Documento di partenza —
* * *
Tornando ai dati raccolti da Agenas (il cui report sui migliori ospedali d’Italia ha visto al primo posto l’Humanitas di Rozzano di Milano, seguito da due strutture pubbliche: l’ospedale di Ancona e il Careggi di Firenze), ad impattare sulla sostenibilità economica del sistema sanitario campano sono le risorse umane. A questo proposito, l’indicatore – che valuta la spesa sia per il personale dipendente sia per le consulenze, le collaborazioni, l’impiego interinale nonché le altre prestazioni di lavoro anche non sanitarie – vede sul podio e al quarto posto della classifica nazionale tutti ospedali della Campania. Nell’ordine: San Pio di Benevento (78 per cento), Sant’Anna e San Sebastiano di Caserta (67,3 per cento), Cardarelli (65,4 per cento) e Ospedale dei Colli (62,3 per cento), questi ultimi due entrambi a Napoli.
* * *
Righe fornite —

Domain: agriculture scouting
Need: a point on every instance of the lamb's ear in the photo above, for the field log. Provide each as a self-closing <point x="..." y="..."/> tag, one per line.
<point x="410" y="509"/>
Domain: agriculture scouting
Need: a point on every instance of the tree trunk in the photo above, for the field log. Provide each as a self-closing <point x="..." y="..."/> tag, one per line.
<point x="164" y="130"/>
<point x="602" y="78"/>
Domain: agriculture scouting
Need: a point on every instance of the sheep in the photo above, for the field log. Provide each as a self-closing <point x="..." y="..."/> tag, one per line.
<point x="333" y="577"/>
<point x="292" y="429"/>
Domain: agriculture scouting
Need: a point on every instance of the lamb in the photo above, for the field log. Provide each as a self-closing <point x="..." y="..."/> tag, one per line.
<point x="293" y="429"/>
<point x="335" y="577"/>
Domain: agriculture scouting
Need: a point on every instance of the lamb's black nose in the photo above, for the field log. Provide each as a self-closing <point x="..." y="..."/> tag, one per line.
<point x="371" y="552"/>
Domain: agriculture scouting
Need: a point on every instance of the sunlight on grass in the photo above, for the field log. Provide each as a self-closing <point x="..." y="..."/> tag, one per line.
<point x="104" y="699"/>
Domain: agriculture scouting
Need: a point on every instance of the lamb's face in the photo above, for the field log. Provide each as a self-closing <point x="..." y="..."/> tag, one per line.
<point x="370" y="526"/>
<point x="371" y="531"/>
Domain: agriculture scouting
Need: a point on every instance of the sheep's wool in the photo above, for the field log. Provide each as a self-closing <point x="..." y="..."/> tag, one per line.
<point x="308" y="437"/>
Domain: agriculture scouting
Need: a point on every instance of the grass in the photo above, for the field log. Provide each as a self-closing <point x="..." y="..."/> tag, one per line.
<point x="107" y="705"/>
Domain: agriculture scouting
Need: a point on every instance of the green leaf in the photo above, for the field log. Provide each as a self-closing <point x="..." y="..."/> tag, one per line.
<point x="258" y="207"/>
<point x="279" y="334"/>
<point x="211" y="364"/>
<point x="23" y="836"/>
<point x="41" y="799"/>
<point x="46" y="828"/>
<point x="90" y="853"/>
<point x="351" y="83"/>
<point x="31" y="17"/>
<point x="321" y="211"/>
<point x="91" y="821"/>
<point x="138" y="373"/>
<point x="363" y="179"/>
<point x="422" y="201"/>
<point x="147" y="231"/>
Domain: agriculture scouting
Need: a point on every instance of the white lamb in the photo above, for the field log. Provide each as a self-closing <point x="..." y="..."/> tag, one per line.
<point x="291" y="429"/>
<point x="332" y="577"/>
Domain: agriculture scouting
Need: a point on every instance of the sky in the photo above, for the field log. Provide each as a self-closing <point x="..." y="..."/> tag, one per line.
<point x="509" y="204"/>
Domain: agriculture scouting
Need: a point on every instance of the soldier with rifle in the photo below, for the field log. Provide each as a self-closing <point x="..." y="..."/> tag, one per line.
* * *
Compito 1 —
Riporta la parte del testo sugli ospedali campani che si apre con le parole "Tornando ai dati" e si chiude con "entrambi a Napoli.", rinominando "Cardarelli" in "Antonio Cardarelli".
Compito 2 —
Secondo il testo sugli ospedali campani, quale ospedale è al primo posto della classifica nazionale dell'indicatore sulla spesa per le risorse umane?
Compito 3 —
Riscrivi in forma più breve il paragrafo del testo sugli ospedali campani che comincia con "Tornando ai dati raccolti da Agenas", mantenendone i fatti principali.

Risposta 1 —
Tornando ai dati raccolti da Agenas (il cui report sui migliori ospedali d’Italia ha visto al primo posto l’Humanitas di Rozzano di Milano, seguito da due strutture pubbliche: l’ospedale di Ancona e il Careggi di Firenze), ad impattare sulla sostenibilità economica del sistema sanitario campano sono le risorse umane. A questo proposito, l’indicatore – che valuta la spesa sia per il personale dipendente sia per le consulenze, le collaborazioni, l’impiego interinale nonché le altre prestazioni di lavoro anche non sanitarie – vede sul podio e al quarto posto della classifica nazionale tutti ospedali della Campania. Nell’ordine: San Pio di Benevento (78 per cento), Sant’Anna e San Sebastiano di Caserta (67,3 per cento), Antonio Cardarelli (65,4 per cento) e Ospedale dei Colli (62,3 per cento), questi ultimi due entrambi a Napoli.

Risposta 2 —
Il San Pio di Benevento, con il 78 per cento.

Risposta 3 —
Nel report Agenas sui migliori ospedali d'Italia è primo l'Humanitas di Rozzano di Milano, seguito dall'ospedale di Ancona e dal Careggi di Firenze. Per la sanità campana, a pesare sulla sostenibilità economica sono le risorse umane. Nell'indicatore su questa spesa, ospedali della Campania occupano i primi quattro posti nazionali: San Pio di Benevento (78 per cento), Sant'Anna e San Sebastiano di Caserta (67,3 per cento), Cardarelli (65,4 per cento) e Ospedale dei Colli (62,3 per cento). Gli ultimi due sono a Napoli.